• Data in this exercise:
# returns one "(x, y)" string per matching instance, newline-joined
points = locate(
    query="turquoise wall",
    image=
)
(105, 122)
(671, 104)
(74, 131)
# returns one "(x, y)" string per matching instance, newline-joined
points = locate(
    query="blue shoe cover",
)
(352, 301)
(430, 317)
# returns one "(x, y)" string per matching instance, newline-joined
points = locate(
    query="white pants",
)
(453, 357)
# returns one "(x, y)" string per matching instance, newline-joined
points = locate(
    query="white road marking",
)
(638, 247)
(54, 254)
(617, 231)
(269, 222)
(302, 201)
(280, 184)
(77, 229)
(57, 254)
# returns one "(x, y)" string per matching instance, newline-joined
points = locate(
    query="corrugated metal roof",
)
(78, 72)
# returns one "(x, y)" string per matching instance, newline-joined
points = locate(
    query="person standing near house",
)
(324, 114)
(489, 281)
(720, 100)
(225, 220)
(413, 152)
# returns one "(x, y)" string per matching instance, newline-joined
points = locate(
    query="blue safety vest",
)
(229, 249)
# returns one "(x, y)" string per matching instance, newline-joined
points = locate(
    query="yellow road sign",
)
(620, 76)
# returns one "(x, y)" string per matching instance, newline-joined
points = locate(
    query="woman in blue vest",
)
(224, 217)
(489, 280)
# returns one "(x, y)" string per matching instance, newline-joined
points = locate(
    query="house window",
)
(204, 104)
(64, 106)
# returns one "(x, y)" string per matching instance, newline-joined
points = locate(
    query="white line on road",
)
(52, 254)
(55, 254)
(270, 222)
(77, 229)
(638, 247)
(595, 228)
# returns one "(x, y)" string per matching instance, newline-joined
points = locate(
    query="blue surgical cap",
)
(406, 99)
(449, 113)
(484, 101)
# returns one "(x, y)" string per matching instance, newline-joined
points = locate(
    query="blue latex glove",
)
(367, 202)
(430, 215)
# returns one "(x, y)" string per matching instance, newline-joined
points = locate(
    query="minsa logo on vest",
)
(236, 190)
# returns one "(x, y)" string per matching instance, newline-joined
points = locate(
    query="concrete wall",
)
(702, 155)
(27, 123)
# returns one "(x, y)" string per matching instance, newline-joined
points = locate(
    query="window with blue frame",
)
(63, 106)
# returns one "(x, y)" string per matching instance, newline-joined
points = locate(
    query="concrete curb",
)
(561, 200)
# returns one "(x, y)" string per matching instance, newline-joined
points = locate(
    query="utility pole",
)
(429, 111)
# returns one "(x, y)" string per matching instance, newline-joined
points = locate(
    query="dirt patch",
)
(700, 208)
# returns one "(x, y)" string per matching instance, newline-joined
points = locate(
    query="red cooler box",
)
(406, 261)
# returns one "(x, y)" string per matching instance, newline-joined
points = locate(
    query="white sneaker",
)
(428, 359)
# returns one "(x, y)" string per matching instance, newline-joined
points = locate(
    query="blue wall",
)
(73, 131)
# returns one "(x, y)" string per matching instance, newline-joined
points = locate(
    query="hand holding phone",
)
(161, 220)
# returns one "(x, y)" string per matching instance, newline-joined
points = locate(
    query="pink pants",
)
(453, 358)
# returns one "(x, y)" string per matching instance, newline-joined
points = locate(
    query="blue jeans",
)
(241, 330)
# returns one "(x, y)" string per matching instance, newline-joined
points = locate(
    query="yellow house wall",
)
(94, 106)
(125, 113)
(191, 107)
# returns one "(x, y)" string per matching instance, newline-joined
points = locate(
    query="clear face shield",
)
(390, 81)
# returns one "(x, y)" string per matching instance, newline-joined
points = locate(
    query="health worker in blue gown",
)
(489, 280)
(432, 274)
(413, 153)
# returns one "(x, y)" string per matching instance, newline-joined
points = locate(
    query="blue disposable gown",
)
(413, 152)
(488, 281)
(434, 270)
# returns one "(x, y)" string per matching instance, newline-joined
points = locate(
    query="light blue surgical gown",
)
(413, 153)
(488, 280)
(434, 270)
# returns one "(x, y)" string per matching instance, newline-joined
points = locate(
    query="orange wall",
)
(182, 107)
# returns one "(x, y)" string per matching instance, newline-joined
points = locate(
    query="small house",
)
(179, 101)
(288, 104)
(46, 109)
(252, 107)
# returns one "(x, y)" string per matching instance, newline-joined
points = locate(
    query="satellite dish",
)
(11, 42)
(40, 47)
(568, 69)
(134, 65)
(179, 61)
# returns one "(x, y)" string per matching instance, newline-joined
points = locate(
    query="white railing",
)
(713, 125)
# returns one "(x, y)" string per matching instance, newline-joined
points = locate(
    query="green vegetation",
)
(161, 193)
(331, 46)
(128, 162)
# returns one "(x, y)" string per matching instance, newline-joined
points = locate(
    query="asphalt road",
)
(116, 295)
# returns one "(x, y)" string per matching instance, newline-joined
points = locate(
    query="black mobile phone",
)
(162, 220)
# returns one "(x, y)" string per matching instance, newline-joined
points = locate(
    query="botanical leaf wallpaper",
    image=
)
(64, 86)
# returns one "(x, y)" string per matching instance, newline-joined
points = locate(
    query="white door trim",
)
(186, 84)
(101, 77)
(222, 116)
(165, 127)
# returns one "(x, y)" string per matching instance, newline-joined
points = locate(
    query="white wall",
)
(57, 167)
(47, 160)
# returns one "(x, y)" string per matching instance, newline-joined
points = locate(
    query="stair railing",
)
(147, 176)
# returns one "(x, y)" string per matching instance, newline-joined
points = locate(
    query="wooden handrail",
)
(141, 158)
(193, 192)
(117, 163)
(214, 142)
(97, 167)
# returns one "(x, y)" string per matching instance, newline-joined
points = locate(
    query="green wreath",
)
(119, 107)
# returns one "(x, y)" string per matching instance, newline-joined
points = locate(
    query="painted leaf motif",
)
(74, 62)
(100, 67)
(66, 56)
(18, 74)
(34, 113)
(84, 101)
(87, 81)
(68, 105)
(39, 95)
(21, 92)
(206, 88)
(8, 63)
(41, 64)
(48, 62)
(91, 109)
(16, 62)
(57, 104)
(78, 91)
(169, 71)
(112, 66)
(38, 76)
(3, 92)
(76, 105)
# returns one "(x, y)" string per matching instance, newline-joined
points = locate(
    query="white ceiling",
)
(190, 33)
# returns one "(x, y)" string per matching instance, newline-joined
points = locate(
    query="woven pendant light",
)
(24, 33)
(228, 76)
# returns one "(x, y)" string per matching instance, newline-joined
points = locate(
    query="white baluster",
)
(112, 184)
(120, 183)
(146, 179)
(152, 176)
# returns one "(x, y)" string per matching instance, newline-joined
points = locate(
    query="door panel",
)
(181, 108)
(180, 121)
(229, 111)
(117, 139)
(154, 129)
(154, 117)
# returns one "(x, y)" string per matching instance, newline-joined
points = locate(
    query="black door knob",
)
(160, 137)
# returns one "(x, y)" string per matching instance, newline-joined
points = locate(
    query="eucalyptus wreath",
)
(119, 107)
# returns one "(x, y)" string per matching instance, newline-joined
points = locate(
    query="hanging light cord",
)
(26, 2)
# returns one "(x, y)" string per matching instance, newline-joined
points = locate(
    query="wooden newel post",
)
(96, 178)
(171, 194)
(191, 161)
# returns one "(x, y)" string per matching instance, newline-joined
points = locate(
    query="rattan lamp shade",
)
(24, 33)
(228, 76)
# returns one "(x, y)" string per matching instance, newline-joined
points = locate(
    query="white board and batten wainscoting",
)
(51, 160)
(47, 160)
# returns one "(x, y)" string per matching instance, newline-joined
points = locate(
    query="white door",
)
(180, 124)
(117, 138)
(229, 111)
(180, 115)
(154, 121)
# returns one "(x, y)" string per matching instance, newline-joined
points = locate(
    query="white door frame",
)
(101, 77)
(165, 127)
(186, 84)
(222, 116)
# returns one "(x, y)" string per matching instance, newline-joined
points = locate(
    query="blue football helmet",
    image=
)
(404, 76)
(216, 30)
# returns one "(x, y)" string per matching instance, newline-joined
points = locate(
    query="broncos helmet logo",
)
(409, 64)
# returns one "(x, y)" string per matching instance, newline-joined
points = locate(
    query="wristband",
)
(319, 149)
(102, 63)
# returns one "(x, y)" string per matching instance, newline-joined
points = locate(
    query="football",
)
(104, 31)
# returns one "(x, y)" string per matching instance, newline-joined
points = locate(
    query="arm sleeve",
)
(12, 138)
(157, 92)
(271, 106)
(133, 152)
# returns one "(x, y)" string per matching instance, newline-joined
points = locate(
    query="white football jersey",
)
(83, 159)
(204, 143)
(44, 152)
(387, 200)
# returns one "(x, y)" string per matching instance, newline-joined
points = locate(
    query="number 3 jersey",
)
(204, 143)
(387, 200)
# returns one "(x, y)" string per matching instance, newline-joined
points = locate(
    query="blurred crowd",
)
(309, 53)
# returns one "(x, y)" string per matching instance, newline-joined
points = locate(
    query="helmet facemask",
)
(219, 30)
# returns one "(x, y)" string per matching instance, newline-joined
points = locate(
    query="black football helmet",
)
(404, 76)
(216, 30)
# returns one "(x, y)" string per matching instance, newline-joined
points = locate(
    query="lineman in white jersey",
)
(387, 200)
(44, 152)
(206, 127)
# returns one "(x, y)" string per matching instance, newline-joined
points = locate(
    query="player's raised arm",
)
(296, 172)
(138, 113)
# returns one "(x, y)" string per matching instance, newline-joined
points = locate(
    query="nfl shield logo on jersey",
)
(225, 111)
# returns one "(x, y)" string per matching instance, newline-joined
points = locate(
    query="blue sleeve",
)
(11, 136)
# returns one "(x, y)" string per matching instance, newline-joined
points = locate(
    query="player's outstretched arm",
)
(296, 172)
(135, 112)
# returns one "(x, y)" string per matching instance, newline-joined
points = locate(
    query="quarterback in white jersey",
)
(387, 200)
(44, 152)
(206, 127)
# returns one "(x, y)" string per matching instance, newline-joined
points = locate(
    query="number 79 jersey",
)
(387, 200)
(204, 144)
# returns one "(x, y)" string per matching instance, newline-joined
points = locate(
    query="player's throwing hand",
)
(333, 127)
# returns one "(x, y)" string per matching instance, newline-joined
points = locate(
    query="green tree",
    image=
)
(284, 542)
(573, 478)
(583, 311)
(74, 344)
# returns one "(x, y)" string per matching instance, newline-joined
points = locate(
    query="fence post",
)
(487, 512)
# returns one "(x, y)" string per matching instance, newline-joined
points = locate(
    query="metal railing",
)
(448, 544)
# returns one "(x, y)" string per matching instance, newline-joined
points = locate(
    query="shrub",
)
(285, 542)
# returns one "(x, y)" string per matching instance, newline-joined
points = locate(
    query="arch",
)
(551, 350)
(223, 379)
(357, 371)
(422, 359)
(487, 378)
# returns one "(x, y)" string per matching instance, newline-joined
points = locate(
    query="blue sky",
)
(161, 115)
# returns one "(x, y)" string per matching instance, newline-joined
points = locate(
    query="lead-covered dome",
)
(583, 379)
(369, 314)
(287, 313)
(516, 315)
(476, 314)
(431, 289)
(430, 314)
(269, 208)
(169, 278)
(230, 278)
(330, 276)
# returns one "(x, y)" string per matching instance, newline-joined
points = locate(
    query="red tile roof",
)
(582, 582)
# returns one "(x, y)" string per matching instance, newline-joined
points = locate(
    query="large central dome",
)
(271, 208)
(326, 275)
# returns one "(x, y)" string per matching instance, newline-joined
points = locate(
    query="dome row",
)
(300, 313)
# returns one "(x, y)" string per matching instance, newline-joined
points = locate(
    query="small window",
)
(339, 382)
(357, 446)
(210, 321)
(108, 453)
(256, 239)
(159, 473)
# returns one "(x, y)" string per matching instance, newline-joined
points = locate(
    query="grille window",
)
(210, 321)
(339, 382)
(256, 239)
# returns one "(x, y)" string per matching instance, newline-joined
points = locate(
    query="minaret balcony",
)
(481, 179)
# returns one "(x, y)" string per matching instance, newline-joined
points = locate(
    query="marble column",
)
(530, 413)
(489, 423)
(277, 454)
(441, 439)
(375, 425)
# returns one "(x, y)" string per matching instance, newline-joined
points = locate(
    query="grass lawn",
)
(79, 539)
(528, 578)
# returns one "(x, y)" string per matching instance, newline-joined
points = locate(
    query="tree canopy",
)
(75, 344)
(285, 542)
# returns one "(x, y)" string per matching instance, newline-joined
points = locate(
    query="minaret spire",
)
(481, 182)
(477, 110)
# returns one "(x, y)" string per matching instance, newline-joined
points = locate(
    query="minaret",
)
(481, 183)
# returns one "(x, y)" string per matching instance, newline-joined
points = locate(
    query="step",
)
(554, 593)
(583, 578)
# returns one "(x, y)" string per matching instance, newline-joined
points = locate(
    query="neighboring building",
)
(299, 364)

• What you will do: Pick out every line of the records that contains the string "gown", matching its case exactly.

• Task solution:
    query="health worker in blue gown",
    query="blue disposable gown",
    query="light blue surgical gown",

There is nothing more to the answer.